■ Problem statement
Can you rewrite the listing below with "field log" changed to "inventory sheet" wherever it occurs, keeping everything else the same and leaving the pictures out?

■ Stored data
━━━

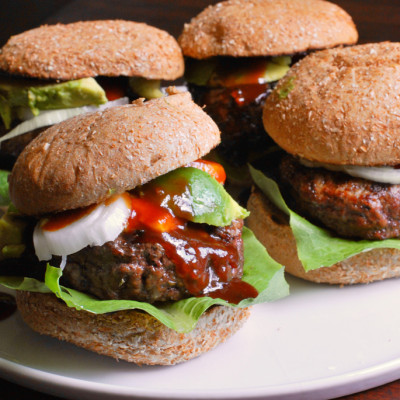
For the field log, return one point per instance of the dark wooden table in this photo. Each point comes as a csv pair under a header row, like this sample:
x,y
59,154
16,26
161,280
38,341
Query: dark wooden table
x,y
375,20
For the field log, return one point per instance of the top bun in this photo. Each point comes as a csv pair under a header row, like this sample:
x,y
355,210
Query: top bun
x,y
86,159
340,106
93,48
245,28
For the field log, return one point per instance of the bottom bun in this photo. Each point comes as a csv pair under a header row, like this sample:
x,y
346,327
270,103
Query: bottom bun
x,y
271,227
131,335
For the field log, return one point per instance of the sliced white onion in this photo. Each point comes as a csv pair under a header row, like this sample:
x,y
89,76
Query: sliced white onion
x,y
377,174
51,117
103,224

━━━

■ Task output
For the inventory sheet, return one point per instance of the dark wooden table in this photo. Each point comes as a csv pair under a header row, like this sample:
x,y
59,154
16,26
161,280
38,341
Query: dark wooden table
x,y
375,20
For the inventory sheet, return one point per instance of the top bun in this photo. Each point comes as a csv pair under a header row, like this sample:
x,y
355,210
Query: top bun
x,y
86,159
340,106
93,48
245,28
For the inventory sheet, return one point per instance of the bottom bun in this photo. Each point comes as a csv pair under a header row, like this sample:
x,y
346,327
270,103
Query: bottom bun
x,y
271,227
131,335
For the inventory sheet, return one point per instance of the sliced white onion in this photo. Each point comes as a csv pair under a header row, like this sample:
x,y
89,76
Query: sliced white onion
x,y
377,174
51,117
103,224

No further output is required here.